Aim of the task:
Restate each entry exactly, without pictures.

Top of Entries shown

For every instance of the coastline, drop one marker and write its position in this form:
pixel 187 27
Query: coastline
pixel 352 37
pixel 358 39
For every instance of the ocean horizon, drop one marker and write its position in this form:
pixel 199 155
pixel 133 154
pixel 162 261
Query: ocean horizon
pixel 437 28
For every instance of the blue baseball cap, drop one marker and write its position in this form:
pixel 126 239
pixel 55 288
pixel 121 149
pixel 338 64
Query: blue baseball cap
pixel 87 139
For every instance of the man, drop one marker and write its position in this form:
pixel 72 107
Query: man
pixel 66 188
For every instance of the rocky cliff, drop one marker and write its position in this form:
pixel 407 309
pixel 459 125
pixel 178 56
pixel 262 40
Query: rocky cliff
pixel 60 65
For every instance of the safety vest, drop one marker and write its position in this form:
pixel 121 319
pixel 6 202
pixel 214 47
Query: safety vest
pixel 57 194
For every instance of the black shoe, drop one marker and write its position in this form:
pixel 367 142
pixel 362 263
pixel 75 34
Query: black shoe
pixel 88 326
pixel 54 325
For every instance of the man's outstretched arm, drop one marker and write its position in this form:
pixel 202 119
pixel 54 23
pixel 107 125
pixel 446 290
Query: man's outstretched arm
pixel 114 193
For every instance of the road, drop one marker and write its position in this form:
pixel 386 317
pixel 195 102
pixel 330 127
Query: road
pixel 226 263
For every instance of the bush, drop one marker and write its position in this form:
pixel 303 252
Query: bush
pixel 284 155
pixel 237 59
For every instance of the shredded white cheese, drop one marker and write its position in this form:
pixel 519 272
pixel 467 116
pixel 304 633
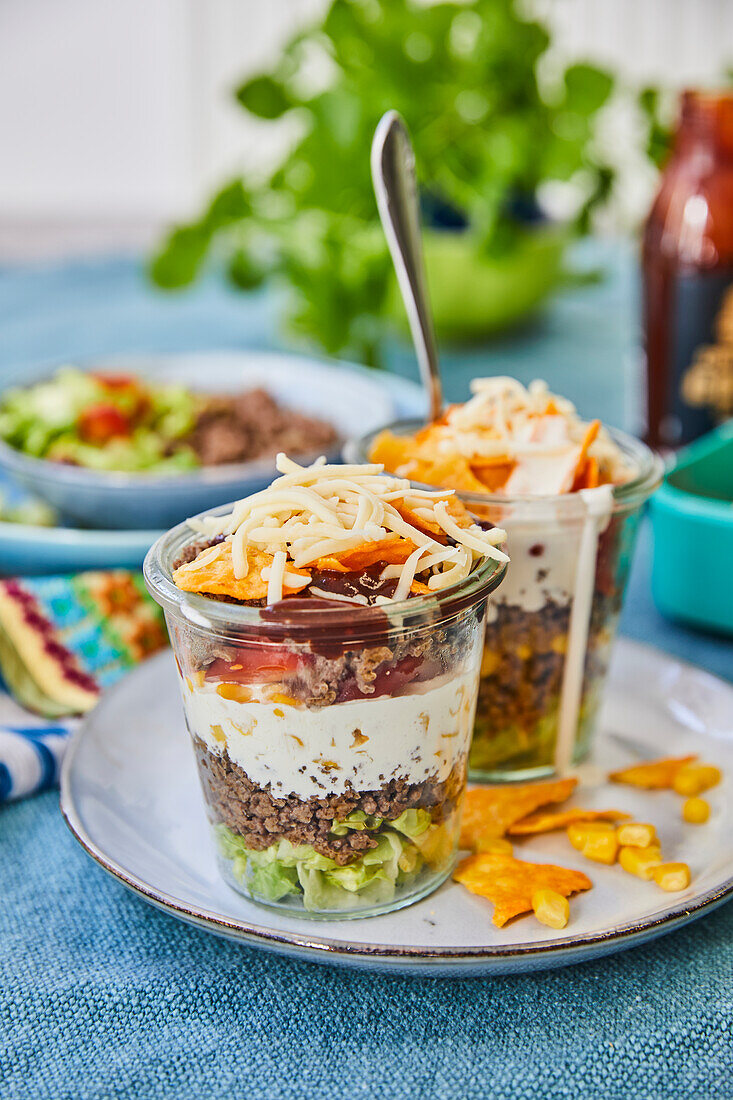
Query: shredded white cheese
pixel 320 510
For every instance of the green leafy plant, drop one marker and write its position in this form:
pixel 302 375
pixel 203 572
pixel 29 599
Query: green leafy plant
pixel 465 78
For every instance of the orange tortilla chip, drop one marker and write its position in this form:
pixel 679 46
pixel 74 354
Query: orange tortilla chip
pixel 392 451
pixel 456 509
pixel 548 821
pixel 493 475
pixel 391 551
pixel 217 578
pixel 451 471
pixel 419 590
pixel 653 774
pixel 510 882
pixel 489 811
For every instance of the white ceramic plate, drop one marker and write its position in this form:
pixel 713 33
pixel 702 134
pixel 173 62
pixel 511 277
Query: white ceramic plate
pixel 130 794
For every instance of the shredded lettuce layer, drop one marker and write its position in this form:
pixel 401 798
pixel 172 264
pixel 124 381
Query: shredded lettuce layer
pixel 405 846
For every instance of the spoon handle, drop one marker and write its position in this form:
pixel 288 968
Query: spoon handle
pixel 393 175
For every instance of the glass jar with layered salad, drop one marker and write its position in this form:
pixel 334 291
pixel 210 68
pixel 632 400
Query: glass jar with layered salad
pixel 569 494
pixel 328 634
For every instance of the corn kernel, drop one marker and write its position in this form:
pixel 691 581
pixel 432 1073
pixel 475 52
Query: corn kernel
pixel 579 832
pixel 695 778
pixel 636 835
pixel 601 847
pixel 671 876
pixel 498 844
pixel 696 811
pixel 550 908
pixel 641 861
pixel 233 691
pixel 279 696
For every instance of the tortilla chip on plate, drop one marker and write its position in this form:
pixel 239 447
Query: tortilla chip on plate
pixel 510 883
pixel 653 774
pixel 548 821
pixel 489 811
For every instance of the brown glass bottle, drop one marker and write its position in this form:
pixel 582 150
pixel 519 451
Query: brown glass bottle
pixel 687 260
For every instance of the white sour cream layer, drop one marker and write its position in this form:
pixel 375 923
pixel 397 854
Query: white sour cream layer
pixel 361 744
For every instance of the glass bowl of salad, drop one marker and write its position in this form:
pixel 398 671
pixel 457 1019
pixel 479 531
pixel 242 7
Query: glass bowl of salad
pixel 142 442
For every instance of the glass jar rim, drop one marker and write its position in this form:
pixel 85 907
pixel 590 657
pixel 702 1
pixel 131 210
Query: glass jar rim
pixel 626 495
pixel 325 616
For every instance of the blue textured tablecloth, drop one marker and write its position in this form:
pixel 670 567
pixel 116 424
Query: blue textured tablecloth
pixel 101 997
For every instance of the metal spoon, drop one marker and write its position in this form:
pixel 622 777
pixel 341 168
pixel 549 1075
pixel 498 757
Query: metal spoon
pixel 393 175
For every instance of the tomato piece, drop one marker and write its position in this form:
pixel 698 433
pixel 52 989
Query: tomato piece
pixel 253 664
pixel 389 680
pixel 101 422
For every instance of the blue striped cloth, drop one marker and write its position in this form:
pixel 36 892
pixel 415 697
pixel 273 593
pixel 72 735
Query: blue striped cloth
pixel 31 750
pixel 30 758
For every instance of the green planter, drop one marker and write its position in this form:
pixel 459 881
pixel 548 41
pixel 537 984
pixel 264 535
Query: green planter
pixel 473 295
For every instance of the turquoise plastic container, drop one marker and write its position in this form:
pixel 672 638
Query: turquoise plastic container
pixel 692 519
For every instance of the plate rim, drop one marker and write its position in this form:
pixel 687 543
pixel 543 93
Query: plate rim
pixel 324 948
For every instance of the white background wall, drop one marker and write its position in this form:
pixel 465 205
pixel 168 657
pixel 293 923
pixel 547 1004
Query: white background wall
pixel 116 116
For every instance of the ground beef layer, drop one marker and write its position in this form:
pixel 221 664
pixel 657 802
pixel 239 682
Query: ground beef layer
pixel 259 816
pixel 241 427
pixel 527 652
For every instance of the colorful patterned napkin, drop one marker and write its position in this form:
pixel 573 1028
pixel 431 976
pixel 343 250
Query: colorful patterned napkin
pixel 63 639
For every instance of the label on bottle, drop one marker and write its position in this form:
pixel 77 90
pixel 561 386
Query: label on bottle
pixel 701 356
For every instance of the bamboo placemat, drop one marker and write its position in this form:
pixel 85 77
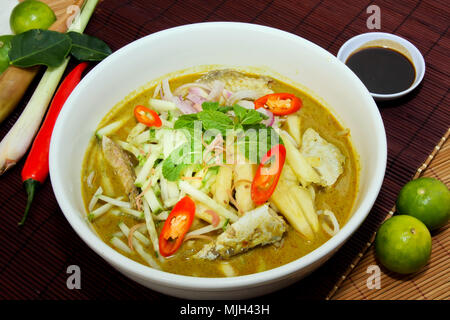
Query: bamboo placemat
pixel 433 282
pixel 34 259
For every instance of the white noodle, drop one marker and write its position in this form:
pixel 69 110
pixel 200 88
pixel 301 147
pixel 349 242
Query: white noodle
pixel 136 234
pixel 324 214
pixel 94 199
pixel 119 244
pixel 115 202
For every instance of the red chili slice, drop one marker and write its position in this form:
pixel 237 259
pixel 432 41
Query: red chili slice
pixel 268 174
pixel 279 104
pixel 147 116
pixel 176 226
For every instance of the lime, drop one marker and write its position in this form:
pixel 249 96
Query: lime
pixel 5 45
pixel 427 199
pixel 403 244
pixel 31 14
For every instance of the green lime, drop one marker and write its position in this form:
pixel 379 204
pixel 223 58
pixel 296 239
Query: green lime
pixel 427 199
pixel 31 14
pixel 5 45
pixel 403 244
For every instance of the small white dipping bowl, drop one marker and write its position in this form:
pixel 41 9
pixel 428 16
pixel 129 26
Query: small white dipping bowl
pixel 390 41
pixel 228 44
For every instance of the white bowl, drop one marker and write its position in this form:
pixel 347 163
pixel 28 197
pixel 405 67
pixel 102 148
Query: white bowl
pixel 391 41
pixel 228 44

Bottom of Entries shown

Finished task:
For every instance of the coastline, drop one marker and write its position in this form:
pixel 187 27
Query: coastline
pixel 352 37
pixel 358 39
For every instance of the ocean horizon, drop one marker and write its position in this form:
pixel 199 155
pixel 133 154
pixel 162 261
Query: ocean horizon
pixel 437 28
For every instance of the blue baseball cap, drop one marker and write its position in this form:
pixel 126 239
pixel 55 288
pixel 121 149
pixel 338 64
Query: blue baseball cap
pixel 87 139
For every instance of the man, drop one marker and write its position in this form:
pixel 72 107
Query: man
pixel 66 188
For every instance of the rocky cliff, drop one marker and write its position in this form:
pixel 407 309
pixel 459 125
pixel 178 56
pixel 262 40
Query: rocky cliff
pixel 60 65
For every instance of the safety vest, drop one marker and write its position in this form:
pixel 121 319
pixel 6 202
pixel 214 47
Query: safety vest
pixel 57 194
For every instance of the black shoe, drop one marker and write its position in this form:
pixel 367 142
pixel 362 263
pixel 75 34
Query: black shoe
pixel 88 326
pixel 54 325
For every instance of the man's outstretched arm, drop one marker and write its position in this form:
pixel 202 119
pixel 54 23
pixel 107 125
pixel 446 290
Query: man's outstretched arm
pixel 114 193
For every instance of the road, drop one marker and write its position in this form:
pixel 386 317
pixel 195 102
pixel 330 127
Query: road
pixel 226 263
For every instance of the bush, drop one marker and write its position in this form:
pixel 303 252
Query: bush
pixel 284 155
pixel 237 59
For every instance of the shredded white cheese, drop one marker and write its position in this form:
pixel 519 272
pixel 467 116
pixel 304 633
Query: shredded white cheese
pixel 320 510
For every instance of the green leafy plant, drop one marker and write its position in this form:
pixel 302 375
pixel 203 572
pixel 29 599
Query: green leafy plant
pixel 465 78
For every instance of the orange tortilla chip, drop one marker and write its position in this form:
pixel 679 46
pixel 74 354
Query: orange tortilla chip
pixel 392 451
pixel 456 509
pixel 548 821
pixel 493 475
pixel 391 551
pixel 217 578
pixel 451 471
pixel 419 590
pixel 653 774
pixel 510 882
pixel 489 811
For every instance of the white ceramic plate, drop one marker and write its position in this form:
pixel 713 33
pixel 702 134
pixel 173 62
pixel 511 277
Query: white ceramic plate
pixel 130 794
For every instance of the shredded lettuce layer, drop one marker and write its position in this form:
pixel 401 798
pixel 172 264
pixel 124 381
Query: shredded lettuce layer
pixel 405 846
For every instance of the spoon handle, drop one marker and write its position in this form:
pixel 288 968
Query: spoon handle
pixel 393 175
For every instance of the glass jar with layered salad, drop one marker and write its position in this form:
pixel 334 291
pixel 210 68
pixel 632 400
Query: glass jar with layered salad
pixel 569 494
pixel 328 634
For every instance of the corn kernel, drop one marker and write its position in this form:
pixel 691 581
pixel 432 1073
pixel 475 52
Query: corn kernel
pixel 579 832
pixel 695 778
pixel 636 835
pixel 601 847
pixel 671 876
pixel 498 844
pixel 696 811
pixel 550 908
pixel 641 861
pixel 233 691
pixel 279 696
For every instance of the tortilla chip on plate, drop one marker and write its position in this form:
pixel 239 447
Query: tortilla chip on plate
pixel 510 883
pixel 653 774
pixel 548 821
pixel 489 811
For every instance of the brown glass bottle, drop one marker and write its position in this form:
pixel 582 150
pixel 519 451
Query: brown glass bottle
pixel 687 260
For every instance of the white sour cream layer, drop one marker and write its position in this form:
pixel 375 923
pixel 397 854
Query: white sour cream layer
pixel 361 744
For every instance of the glass bowl of salad, drop one marker and write its position in this form:
pixel 398 671
pixel 457 1019
pixel 479 531
pixel 242 7
Query: glass bowl of salad
pixel 142 442
For every instance of the glass jar rim, drop one marker and write its position in this form:
pixel 85 907
pixel 590 657
pixel 702 1
pixel 131 210
Query: glass jar rim
pixel 626 495
pixel 325 616
For every instance of the blue textured tablecloth, drop one marker and write its position in this form:
pixel 670 567
pixel 116 424
Query: blue textured tablecloth
pixel 101 997
For every instance of the metal spoon, drop one marker and write its position in this form:
pixel 622 777
pixel 341 168
pixel 549 1075
pixel 498 757
Query: metal spoon
pixel 393 175
For every instance of the tomato piece, drop one marker and write its position in this form:
pixel 698 433
pixel 52 989
Query: tomato piece
pixel 253 664
pixel 389 680
pixel 101 422
For every instance of the blue striped cloth, drop one marker and write its position in this form:
pixel 36 892
pixel 415 697
pixel 273 593
pixel 72 735
Query: blue striped cloth
pixel 31 750
pixel 30 758
For every instance of the green planter, drop one marker and write its position in this form:
pixel 459 881
pixel 548 41
pixel 537 984
pixel 264 535
Query: green planter
pixel 473 295
For every instance of the turquoise plastic container, drop one marker and write its position in this form:
pixel 672 638
Query: turquoise plastic container
pixel 692 519
For every instance of the plate rim, drop one marker and write its position in this form:
pixel 687 543
pixel 543 93
Query: plate rim
pixel 324 948
For every instance of the white background wall, drop one marker and write its position in this form:
pixel 465 205
pixel 168 657
pixel 293 923
pixel 547 1004
Query: white background wall
pixel 116 116
For every instance of the ground beef layer, drop one marker and write its position in this form:
pixel 221 664
pixel 657 802
pixel 239 682
Query: ground beef layer
pixel 259 816
pixel 241 427
pixel 527 652
For every instance of the colorful patterned napkin, drop one marker and write its position in this form:
pixel 573 1028
pixel 431 976
pixel 343 250
Query: colorful patterned napkin
pixel 63 639
For every instance of the label on bottle, drop one marker and write its position in this form:
pixel 77 90
pixel 561 386
Query: label on bottle
pixel 701 356
For every instance of the bamboo placemat, drop one marker and write its position in this form:
pixel 85 77
Query: bamboo placemat
pixel 433 282
pixel 34 259
For every instance of the white noodle, drop one marker and write its position in this form:
pixel 69 110
pixel 200 88
pixel 301 147
pixel 349 242
Query: white noodle
pixel 136 234
pixel 324 214
pixel 94 199
pixel 119 244
pixel 115 202
For every instance of the red chili slice, drop one marker and write its position in this form:
pixel 237 259
pixel 432 41
Query: red chili slice
pixel 268 174
pixel 279 104
pixel 147 116
pixel 176 226
For every instance of the lime, drop one marker and write its position in this form:
pixel 249 96
Query: lime
pixel 5 45
pixel 427 199
pixel 403 244
pixel 31 14
For every instance of the green lime, drop one marker and write its position in this form:
pixel 379 204
pixel 223 58
pixel 296 239
Query: green lime
pixel 427 199
pixel 31 14
pixel 5 45
pixel 403 244
For every instance of the small white dipping bowl, drop one marker and write its position in this form:
pixel 41 9
pixel 428 16
pixel 129 26
Query: small white dipping bowl
pixel 390 41
pixel 228 44
For every instance of the white bowl, drop one marker and write its position in this form:
pixel 347 163
pixel 28 197
pixel 405 67
pixel 102 148
Query: white bowl
pixel 391 41
pixel 228 44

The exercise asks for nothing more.